§ THE PROBLEM: Please reproduce the part of the forum post on moving charges and electromagnetic fields starting at "No contradiction. STATIC" and ending at "to the charge.".

No contradiction. STATIC electric field is different from MOVING one (due to relativistic space contraction in the direction of motion). THE DIFFERENCE BETWEEN ELECTRIC FIELD OF STATIC CHARGE AND ELECTRIC FIELD OF MOVING CHARGE IS WHAT WE CALL (=LABEL) "A MAGNETIC FIELD". Due to relaticistic nature of this field, it depends not only on the magnitude of velocity of the moving charge but also on the relative position of observer vesus the charge - for example, it is zero on the axis of motion and non-zero anywhere else: B = q[v x r]/r ([v x r] = vector product of the velocity of charge and position of the observer in respect to the charge.
It is convenien labeling, because after that you may consider complex moving (or changing which is the same) electric field as if it would havre two distinctive components: "electrostatic" E and a "magnetic" B (although it is ideologically incorrect, and less confusing term is "electromagnetic" field)
If charge is accelerating, then its field is no longer constant (=does not depend on time) as it was when charge was moving with constant velocity. Now this field it is changing in time too. Now in addition to relativity (magnetic component) we have to take into consideration mass (inertia) of the field as it has energy in it and energy has inertial and gravitational properties. This means that if you suddenly shift non moving before charge from point A to point B, then the electric field far from the charge due to inertia does not change and will still continue to point to the point A. But, of course the electric field next to the charge should point to the charge itself, i.e. to the new position B. So, somewhere in between the field should change direction from A to B. And this change of direction starts moving as an expanding spherical shell with the center at the point B. Turns out that this shell expands with finite speed, and careful measurements of this speed had shown that this "disturbed" area where electric field changes direction from old position to new always moves with the same speed (about 3x10^8 m/sec). People who experimented with moving charges (mainly with electrons) noticed that because this shell moves without changing the shape of "disturbance" envelope, i.e. like a moving of pressure disturbance in the air or like a disturbance of surface of water across a pond after you thrown a rock in it, decided to use similar equations to describe details of its motion as traditionally used for air or water motion (called wave equations). They also decided that instead long expression "disturbance of electric field of charge due to accelerated motion of the charge" it is more convenient to label it by some shorter label. Some called it "electromagnetic disturbance", some "electromagnetic wave", some "radiowave", some "elecromagnetic radiation", some "radio signal", etc. Later they discovered that although equation of e/m wave (which can be derived from Maxwell equations for E and B components of moving charge) indeed very accurately describes
behaviour of electromagnetic radiation as it propagates via vacuum and all kind of matter. But when it comes to influence other electric charges, this influence is always descrete: wave energy can change only by certain non-zero number. So e/magnetic field energy appeared to occupy only a discrete set of levels, much like levels of energy of electron in an atom, but levels unlike in atom are equidistantly spaced. Measuring spacing between states of energy of electromagnetic disturbance revealed that if this disturbance was created by charge oscillating with constant frequency f (thus, the disturbance also oscillates with the same frequency f), then the spacing between energy levels of such e/magnetic field is equal hf where h is the Plank constant. Because of equal spacing for monofrequent e/magnetic field (they call it "monochromatic" field or "monochromatic radiation") they decided to label this spacing by a word "photon".
Later the new branch of physics describing this phenomenon emerged (and was labeled "electrodynamics") gave more accurate and more coplete quantum mechanical description of many properties of this e/magnetic field than classic Maxwellian equations did. |

§ SUPPLIED INFORMATION:
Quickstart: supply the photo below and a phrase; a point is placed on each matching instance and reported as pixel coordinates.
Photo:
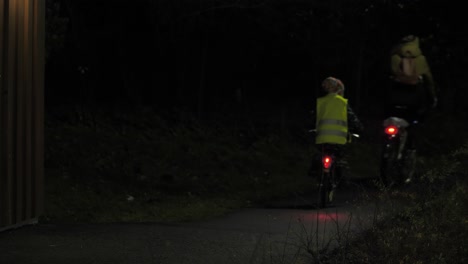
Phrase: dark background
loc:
(232, 58)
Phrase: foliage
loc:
(427, 222)
(161, 161)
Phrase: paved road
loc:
(279, 233)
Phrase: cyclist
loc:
(412, 91)
(334, 119)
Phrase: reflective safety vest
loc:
(332, 120)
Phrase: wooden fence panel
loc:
(22, 33)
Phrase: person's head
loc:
(333, 85)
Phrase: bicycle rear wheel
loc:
(389, 167)
(325, 190)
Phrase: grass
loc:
(138, 166)
(143, 167)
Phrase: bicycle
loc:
(398, 162)
(330, 164)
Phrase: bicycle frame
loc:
(327, 178)
(394, 147)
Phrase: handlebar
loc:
(352, 134)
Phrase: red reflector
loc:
(327, 162)
(391, 130)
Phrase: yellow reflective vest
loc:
(332, 119)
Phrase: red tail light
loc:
(391, 130)
(327, 160)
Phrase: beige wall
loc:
(22, 32)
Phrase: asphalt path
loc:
(290, 230)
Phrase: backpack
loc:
(407, 73)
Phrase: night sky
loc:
(262, 56)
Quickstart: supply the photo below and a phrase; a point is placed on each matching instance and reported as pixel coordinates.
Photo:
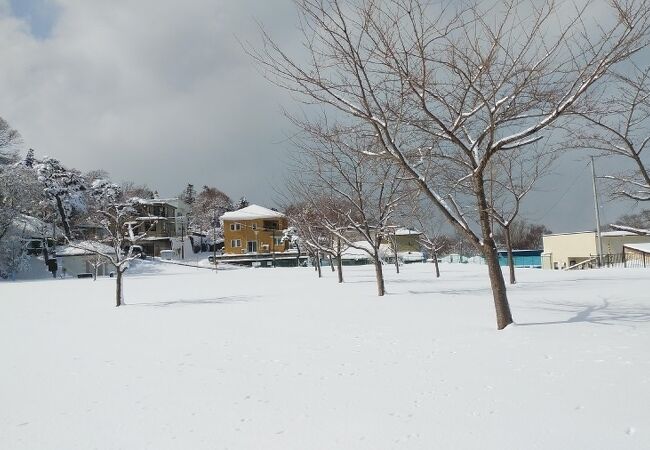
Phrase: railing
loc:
(614, 260)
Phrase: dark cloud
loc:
(160, 92)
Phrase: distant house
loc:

§ SOLVED PROBLEM:
No contradiction. STATIC electric field is different from MOVING one (due to relativistic space contraction in the direction of motion). THE DIFFERENCE BETWEEN ELECTRIC FIELD OF STATIC CHARGE AND ELECTRIC FIELD OF MOVING CHARGE IS WHAT WE CALL (=LABEL) "A MAGNETIC FIELD". Due to relaticistic nature of this field, it depends not only on the magnitude of velocity of the moving charge but also on the relative position of observer vesus the charge - for example, it is zero on the axis of motion and non-zero anywhere else: B = q[v x r]/r ([v x r] = vector product of the velocity of charge and position of the observer in respect to the charge.